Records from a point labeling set
+===+
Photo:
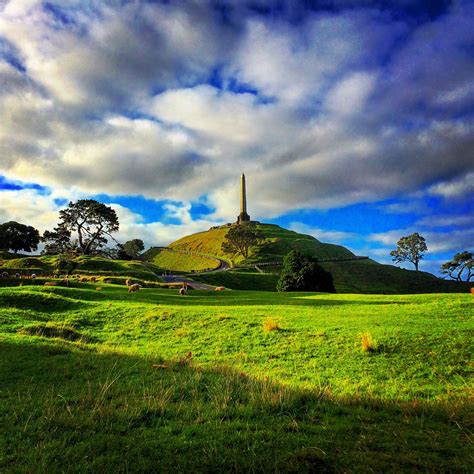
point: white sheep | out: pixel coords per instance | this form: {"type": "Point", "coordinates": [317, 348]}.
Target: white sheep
{"type": "Point", "coordinates": [133, 288]}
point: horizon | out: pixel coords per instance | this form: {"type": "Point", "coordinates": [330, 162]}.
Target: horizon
{"type": "Point", "coordinates": [353, 122]}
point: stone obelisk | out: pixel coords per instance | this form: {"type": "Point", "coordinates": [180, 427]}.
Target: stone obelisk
{"type": "Point", "coordinates": [243, 216]}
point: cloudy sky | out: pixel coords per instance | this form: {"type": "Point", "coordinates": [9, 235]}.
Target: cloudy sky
{"type": "Point", "coordinates": [352, 120]}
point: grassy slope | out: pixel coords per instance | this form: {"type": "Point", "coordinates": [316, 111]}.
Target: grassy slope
{"type": "Point", "coordinates": [278, 243]}
{"type": "Point", "coordinates": [364, 276]}
{"type": "Point", "coordinates": [179, 261]}
{"type": "Point", "coordinates": [94, 402]}
{"type": "Point", "coordinates": [86, 265]}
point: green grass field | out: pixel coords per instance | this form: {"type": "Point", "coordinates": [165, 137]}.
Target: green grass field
{"type": "Point", "coordinates": [106, 381]}
{"type": "Point", "coordinates": [179, 262]}
{"type": "Point", "coordinates": [83, 265]}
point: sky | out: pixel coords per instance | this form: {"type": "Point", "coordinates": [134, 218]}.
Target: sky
{"type": "Point", "coordinates": [352, 120]}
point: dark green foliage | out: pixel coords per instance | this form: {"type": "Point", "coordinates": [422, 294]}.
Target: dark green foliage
{"type": "Point", "coordinates": [410, 249]}
{"type": "Point", "coordinates": [240, 238]}
{"type": "Point", "coordinates": [15, 236]}
{"type": "Point", "coordinates": [302, 273]}
{"type": "Point", "coordinates": [57, 241]}
{"type": "Point", "coordinates": [90, 221]}
{"type": "Point", "coordinates": [460, 267]}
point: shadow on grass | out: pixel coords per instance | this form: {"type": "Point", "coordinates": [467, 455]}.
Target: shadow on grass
{"type": "Point", "coordinates": [60, 298]}
{"type": "Point", "coordinates": [65, 407]}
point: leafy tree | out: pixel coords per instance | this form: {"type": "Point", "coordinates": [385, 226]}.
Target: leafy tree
{"type": "Point", "coordinates": [15, 236]}
{"type": "Point", "coordinates": [57, 241]}
{"type": "Point", "coordinates": [460, 268]}
{"type": "Point", "coordinates": [410, 249]}
{"type": "Point", "coordinates": [134, 247]}
{"type": "Point", "coordinates": [90, 221]}
{"type": "Point", "coordinates": [302, 273]}
{"type": "Point", "coordinates": [240, 238]}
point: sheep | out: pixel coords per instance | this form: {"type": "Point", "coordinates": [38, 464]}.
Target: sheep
{"type": "Point", "coordinates": [133, 288]}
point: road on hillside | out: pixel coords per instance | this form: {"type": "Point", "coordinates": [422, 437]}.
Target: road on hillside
{"type": "Point", "coordinates": [180, 279]}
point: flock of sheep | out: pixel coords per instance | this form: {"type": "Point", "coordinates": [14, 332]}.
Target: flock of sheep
{"type": "Point", "coordinates": [64, 281]}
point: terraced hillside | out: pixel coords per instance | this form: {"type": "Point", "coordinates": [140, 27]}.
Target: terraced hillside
{"type": "Point", "coordinates": [180, 261]}
{"type": "Point", "coordinates": [278, 242]}
{"type": "Point", "coordinates": [357, 276]}
{"type": "Point", "coordinates": [84, 265]}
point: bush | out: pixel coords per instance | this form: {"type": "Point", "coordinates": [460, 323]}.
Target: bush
{"type": "Point", "coordinates": [302, 273]}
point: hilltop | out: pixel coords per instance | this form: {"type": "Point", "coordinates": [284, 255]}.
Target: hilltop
{"type": "Point", "coordinates": [201, 254]}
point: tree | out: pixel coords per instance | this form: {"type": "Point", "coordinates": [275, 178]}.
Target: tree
{"type": "Point", "coordinates": [15, 236]}
{"type": "Point", "coordinates": [302, 273]}
{"type": "Point", "coordinates": [90, 221]}
{"type": "Point", "coordinates": [134, 247]}
{"type": "Point", "coordinates": [460, 268]}
{"type": "Point", "coordinates": [240, 238]}
{"type": "Point", "coordinates": [58, 241]}
{"type": "Point", "coordinates": [410, 249]}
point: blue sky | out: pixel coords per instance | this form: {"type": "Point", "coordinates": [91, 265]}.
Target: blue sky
{"type": "Point", "coordinates": [353, 120]}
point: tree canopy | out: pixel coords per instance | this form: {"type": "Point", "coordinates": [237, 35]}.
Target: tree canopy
{"type": "Point", "coordinates": [460, 268]}
{"type": "Point", "coordinates": [240, 238]}
{"type": "Point", "coordinates": [15, 236]}
{"type": "Point", "coordinates": [302, 273]}
{"type": "Point", "coordinates": [84, 227]}
{"type": "Point", "coordinates": [410, 249]}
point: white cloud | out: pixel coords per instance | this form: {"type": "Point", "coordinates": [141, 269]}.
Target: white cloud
{"type": "Point", "coordinates": [116, 101]}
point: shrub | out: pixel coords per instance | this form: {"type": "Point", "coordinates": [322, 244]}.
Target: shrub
{"type": "Point", "coordinates": [302, 273]}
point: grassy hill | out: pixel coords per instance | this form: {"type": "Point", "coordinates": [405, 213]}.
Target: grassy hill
{"type": "Point", "coordinates": [279, 242]}
{"type": "Point", "coordinates": [179, 261]}
{"type": "Point", "coordinates": [106, 381]}
{"type": "Point", "coordinates": [84, 265]}
{"type": "Point", "coordinates": [359, 276]}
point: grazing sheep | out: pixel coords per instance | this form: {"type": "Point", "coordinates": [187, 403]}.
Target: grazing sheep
{"type": "Point", "coordinates": [133, 288]}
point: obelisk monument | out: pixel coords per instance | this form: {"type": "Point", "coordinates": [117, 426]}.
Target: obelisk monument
{"type": "Point", "coordinates": [243, 216]}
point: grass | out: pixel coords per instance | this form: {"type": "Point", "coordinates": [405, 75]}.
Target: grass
{"type": "Point", "coordinates": [84, 265]}
{"type": "Point", "coordinates": [240, 280]}
{"type": "Point", "coordinates": [180, 262]}
{"type": "Point", "coordinates": [104, 381]}
{"type": "Point", "coordinates": [359, 276]}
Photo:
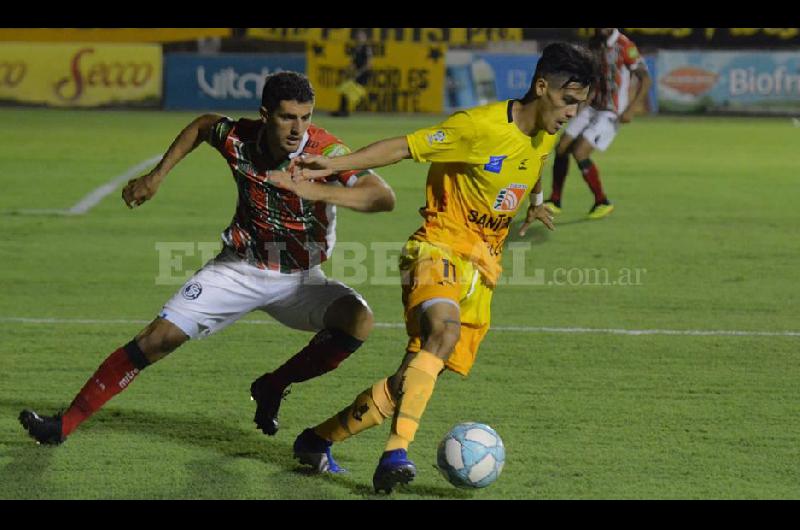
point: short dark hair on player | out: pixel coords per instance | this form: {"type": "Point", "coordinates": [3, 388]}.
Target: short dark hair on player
{"type": "Point", "coordinates": [572, 63]}
{"type": "Point", "coordinates": [283, 86]}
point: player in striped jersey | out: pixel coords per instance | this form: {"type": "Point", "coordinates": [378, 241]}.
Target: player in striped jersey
{"type": "Point", "coordinates": [596, 125]}
{"type": "Point", "coordinates": [280, 233]}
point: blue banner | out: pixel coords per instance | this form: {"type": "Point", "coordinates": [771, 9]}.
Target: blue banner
{"type": "Point", "coordinates": [759, 82]}
{"type": "Point", "coordinates": [222, 82]}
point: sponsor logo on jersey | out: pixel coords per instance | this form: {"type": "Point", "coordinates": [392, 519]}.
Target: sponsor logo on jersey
{"type": "Point", "coordinates": [495, 163]}
{"type": "Point", "coordinates": [437, 138]}
{"type": "Point", "coordinates": [192, 291]}
{"type": "Point", "coordinates": [509, 197]}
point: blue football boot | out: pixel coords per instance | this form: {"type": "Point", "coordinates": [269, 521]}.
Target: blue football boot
{"type": "Point", "coordinates": [393, 468]}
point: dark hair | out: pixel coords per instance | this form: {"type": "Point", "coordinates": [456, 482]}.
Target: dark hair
{"type": "Point", "coordinates": [282, 86]}
{"type": "Point", "coordinates": [573, 62]}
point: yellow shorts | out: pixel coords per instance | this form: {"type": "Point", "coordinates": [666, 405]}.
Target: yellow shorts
{"type": "Point", "coordinates": [428, 272]}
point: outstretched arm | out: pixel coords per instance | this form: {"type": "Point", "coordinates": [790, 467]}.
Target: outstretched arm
{"type": "Point", "coordinates": [141, 189]}
{"type": "Point", "coordinates": [537, 210]}
{"type": "Point", "coordinates": [378, 154]}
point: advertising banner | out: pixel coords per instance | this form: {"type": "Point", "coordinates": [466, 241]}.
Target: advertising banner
{"type": "Point", "coordinates": [406, 77]}
{"type": "Point", "coordinates": [80, 74]}
{"type": "Point", "coordinates": [219, 82]}
{"type": "Point", "coordinates": [755, 82]}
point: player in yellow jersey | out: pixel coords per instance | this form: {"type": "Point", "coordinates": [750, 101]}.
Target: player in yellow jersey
{"type": "Point", "coordinates": [484, 163]}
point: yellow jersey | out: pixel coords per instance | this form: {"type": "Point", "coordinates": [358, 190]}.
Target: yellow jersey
{"type": "Point", "coordinates": [482, 169]}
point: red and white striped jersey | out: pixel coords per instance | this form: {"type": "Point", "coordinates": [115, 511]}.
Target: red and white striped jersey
{"type": "Point", "coordinates": [618, 58]}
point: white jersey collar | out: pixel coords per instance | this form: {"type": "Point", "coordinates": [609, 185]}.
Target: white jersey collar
{"type": "Point", "coordinates": [299, 150]}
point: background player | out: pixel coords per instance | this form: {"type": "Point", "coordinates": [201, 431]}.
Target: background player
{"type": "Point", "coordinates": [484, 163]}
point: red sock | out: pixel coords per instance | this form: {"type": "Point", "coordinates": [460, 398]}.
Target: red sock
{"type": "Point", "coordinates": [111, 378]}
{"type": "Point", "coordinates": [325, 352]}
{"type": "Point", "coordinates": [560, 168]}
{"type": "Point", "coordinates": [592, 178]}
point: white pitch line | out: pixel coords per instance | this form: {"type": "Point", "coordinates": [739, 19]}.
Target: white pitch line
{"type": "Point", "coordinates": [98, 194]}
{"type": "Point", "coordinates": [521, 329]}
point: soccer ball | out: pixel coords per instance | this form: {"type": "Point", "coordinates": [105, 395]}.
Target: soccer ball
{"type": "Point", "coordinates": [471, 455]}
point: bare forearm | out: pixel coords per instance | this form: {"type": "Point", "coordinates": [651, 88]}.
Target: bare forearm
{"type": "Point", "coordinates": [379, 154]}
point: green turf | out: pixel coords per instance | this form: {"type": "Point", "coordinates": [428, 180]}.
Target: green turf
+===+
*STATED PROBLEM*.
Locate the line that contains "point: white pitch". Repeat it and every line after it, up to and including the final line, exactly.

*EXERCISE SOLUTION*.
point: white pitch line | out: pixel coords per instance | this form: {"type": "Point", "coordinates": [739, 19]}.
Target: white pitch line
{"type": "Point", "coordinates": [98, 194]}
{"type": "Point", "coordinates": [521, 329]}
point: soccer ball | out: pixel coords per instance | this form: {"type": "Point", "coordinates": [105, 395]}.
Target: soccer ball
{"type": "Point", "coordinates": [471, 455]}
point: bare forearm | out: pixel coords per instance | this form: {"type": "Point", "coordinates": [651, 88]}.
Target: bare forearm
{"type": "Point", "coordinates": [379, 154]}
point: green turf | out: pixel coords per instance | this form: {"type": "Point", "coordinates": [428, 180]}.
Target: green turf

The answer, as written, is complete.